(begin)
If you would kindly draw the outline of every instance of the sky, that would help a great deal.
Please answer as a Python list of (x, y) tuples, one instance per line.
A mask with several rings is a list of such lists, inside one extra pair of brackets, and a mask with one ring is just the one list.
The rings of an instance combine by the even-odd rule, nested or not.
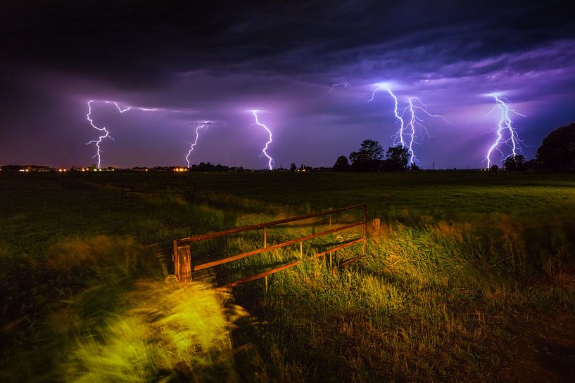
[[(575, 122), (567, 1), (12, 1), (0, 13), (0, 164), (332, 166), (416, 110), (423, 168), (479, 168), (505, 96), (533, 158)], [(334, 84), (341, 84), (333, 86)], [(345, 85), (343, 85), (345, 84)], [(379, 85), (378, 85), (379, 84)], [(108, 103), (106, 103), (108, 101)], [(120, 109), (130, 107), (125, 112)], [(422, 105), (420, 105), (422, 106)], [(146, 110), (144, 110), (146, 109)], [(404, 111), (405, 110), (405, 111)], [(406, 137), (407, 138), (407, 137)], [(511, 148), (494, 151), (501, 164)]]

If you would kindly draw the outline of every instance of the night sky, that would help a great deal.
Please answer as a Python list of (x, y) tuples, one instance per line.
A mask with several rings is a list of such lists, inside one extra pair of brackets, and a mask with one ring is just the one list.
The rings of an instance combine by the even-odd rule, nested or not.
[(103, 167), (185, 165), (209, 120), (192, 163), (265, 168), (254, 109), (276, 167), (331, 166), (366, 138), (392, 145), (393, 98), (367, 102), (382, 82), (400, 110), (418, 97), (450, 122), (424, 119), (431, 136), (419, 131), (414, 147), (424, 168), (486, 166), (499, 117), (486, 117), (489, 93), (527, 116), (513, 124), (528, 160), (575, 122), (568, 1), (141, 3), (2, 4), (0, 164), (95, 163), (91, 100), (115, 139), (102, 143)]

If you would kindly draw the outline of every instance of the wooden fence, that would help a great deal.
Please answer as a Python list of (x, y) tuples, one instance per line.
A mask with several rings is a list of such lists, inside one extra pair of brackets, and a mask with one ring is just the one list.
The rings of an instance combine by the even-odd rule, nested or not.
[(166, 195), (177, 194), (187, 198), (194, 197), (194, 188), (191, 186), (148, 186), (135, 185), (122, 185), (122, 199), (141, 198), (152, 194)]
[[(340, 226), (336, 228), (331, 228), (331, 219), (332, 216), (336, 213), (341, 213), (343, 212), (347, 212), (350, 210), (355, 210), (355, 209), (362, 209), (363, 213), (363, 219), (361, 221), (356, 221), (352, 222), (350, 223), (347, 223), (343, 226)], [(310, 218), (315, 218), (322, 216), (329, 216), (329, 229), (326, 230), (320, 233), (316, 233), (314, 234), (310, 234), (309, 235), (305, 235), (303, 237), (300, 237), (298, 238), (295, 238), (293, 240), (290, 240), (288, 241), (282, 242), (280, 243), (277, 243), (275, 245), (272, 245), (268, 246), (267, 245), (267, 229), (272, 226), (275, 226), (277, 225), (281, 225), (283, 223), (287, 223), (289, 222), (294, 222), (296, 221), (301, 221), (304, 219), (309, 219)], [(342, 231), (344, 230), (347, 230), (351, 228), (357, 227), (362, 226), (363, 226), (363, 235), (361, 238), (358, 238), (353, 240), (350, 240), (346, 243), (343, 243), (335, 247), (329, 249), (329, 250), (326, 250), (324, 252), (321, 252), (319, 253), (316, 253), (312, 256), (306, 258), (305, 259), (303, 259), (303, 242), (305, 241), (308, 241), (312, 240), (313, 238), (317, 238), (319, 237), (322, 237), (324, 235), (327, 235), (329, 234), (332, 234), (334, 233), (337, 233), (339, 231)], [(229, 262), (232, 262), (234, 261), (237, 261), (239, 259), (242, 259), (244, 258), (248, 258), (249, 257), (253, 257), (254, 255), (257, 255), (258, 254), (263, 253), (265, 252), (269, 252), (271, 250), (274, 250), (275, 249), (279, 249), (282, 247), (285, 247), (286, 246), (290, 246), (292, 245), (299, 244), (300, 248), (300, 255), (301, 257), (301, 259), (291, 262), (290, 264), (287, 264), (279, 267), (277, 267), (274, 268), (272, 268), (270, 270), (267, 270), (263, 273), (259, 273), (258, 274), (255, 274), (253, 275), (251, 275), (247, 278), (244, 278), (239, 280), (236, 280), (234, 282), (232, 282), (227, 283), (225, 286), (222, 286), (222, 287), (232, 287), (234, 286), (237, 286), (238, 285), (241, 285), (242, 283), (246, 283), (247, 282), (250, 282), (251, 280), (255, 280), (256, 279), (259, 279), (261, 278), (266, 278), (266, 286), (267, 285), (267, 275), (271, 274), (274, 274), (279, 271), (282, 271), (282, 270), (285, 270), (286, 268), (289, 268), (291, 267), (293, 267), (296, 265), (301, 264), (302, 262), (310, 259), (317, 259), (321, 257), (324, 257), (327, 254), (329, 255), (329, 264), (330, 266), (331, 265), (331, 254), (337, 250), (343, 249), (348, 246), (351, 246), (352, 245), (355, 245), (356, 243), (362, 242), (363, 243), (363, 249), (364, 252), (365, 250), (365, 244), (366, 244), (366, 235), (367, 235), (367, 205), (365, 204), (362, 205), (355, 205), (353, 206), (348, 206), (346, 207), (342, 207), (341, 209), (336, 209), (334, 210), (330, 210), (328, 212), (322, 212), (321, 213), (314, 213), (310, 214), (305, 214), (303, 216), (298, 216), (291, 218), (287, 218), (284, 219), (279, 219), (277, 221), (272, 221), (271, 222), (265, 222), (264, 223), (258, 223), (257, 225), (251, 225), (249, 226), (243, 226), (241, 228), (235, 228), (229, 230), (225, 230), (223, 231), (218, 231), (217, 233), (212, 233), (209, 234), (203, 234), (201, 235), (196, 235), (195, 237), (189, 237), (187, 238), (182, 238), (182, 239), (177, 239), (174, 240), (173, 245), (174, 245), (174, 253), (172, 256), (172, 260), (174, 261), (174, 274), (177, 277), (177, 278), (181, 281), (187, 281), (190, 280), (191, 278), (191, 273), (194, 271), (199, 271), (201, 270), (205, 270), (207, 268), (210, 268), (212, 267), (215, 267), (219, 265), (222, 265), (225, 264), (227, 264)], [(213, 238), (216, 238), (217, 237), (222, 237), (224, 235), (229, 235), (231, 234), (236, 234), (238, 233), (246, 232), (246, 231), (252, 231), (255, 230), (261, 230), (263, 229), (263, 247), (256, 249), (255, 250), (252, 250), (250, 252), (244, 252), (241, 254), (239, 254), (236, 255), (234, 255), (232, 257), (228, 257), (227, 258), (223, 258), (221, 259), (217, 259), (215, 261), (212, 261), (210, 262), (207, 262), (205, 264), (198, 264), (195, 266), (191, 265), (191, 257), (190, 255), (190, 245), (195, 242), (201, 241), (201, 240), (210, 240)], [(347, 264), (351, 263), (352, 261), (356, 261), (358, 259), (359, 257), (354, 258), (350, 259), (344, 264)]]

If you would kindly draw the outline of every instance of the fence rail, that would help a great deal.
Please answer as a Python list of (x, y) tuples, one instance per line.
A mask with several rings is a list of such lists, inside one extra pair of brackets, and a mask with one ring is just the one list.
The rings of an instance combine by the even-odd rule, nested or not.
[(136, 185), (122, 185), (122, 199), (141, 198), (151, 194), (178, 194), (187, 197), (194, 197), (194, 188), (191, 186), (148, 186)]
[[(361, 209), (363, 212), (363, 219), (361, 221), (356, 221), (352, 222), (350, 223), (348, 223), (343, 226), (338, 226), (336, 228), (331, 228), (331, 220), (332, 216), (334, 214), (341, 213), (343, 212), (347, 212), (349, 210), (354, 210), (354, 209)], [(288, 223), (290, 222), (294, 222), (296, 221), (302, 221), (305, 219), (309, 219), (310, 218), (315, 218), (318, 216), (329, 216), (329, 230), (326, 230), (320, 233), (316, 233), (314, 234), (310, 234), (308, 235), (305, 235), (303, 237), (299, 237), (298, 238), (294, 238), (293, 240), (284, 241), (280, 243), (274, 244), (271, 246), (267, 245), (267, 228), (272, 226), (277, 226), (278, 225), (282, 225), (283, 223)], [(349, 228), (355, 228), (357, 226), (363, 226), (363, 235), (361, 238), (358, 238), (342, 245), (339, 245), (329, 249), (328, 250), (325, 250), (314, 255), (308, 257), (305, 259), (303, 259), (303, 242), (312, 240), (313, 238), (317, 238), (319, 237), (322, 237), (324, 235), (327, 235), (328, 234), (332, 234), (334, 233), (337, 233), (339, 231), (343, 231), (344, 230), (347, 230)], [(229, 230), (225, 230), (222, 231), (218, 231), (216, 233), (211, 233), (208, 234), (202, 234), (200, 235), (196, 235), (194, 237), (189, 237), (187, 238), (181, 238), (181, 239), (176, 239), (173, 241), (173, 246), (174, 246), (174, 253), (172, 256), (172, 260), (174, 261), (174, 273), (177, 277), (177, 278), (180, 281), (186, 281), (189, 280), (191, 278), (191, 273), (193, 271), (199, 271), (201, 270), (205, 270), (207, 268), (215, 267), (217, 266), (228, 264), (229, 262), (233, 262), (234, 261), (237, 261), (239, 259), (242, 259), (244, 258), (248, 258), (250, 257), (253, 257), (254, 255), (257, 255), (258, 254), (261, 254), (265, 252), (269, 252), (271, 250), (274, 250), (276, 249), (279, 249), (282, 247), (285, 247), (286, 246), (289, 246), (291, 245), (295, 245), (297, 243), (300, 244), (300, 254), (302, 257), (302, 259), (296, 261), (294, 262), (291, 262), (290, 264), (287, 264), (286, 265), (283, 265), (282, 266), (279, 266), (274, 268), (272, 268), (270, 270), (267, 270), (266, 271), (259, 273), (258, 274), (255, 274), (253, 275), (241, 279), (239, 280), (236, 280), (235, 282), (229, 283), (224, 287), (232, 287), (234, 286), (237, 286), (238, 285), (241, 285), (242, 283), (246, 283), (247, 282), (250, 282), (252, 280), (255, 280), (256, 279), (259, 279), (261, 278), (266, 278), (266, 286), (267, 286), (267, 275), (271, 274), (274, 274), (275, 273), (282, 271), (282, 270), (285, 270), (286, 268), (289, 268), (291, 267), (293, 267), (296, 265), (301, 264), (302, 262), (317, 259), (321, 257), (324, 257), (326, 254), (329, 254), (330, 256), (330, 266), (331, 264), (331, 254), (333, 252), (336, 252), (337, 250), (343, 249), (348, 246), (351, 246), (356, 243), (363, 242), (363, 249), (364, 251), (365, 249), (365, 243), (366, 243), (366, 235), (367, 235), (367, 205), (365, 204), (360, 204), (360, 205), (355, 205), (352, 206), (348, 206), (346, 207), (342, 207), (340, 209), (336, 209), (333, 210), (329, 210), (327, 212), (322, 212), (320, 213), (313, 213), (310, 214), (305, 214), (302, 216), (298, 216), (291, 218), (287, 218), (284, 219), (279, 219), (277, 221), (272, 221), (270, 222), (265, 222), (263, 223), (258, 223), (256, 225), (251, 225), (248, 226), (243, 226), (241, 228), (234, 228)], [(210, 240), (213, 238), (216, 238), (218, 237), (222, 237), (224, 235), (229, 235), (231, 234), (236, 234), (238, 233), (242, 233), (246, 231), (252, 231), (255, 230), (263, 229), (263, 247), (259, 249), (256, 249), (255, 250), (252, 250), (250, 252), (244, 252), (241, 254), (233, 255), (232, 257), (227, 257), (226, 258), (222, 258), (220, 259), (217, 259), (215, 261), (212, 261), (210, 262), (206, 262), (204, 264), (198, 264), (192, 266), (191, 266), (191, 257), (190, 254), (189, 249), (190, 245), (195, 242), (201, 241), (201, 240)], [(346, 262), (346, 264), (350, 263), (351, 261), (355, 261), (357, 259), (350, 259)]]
(end)
• Task to carry out: Can you reproduce, character for character, the part of the rows that opens with the line containing "night sky, that would help a great deal." and closes with the line containing "139), (102, 143)]", including both of those lines?

• Answer:
If you would kindly draw the outline of every instance of the night sky, that would help a great deal.
Please answer as a Python list of (x, y) tuples, one instance per line.
A mask with several rings is a list of such lists, inside one extra pair of brackets, and a mask with one ring is just the one list.
The rings of an instance combine by the even-odd rule, nested or not.
[(103, 167), (185, 165), (209, 120), (192, 163), (265, 168), (254, 109), (276, 167), (331, 166), (366, 138), (392, 145), (393, 98), (367, 102), (382, 82), (400, 110), (418, 97), (450, 122), (424, 119), (431, 136), (419, 131), (414, 147), (424, 168), (486, 166), (499, 117), (486, 117), (489, 93), (527, 116), (513, 124), (528, 160), (575, 122), (568, 1), (141, 3), (2, 4), (0, 164), (95, 163), (91, 100), (115, 139), (102, 143)]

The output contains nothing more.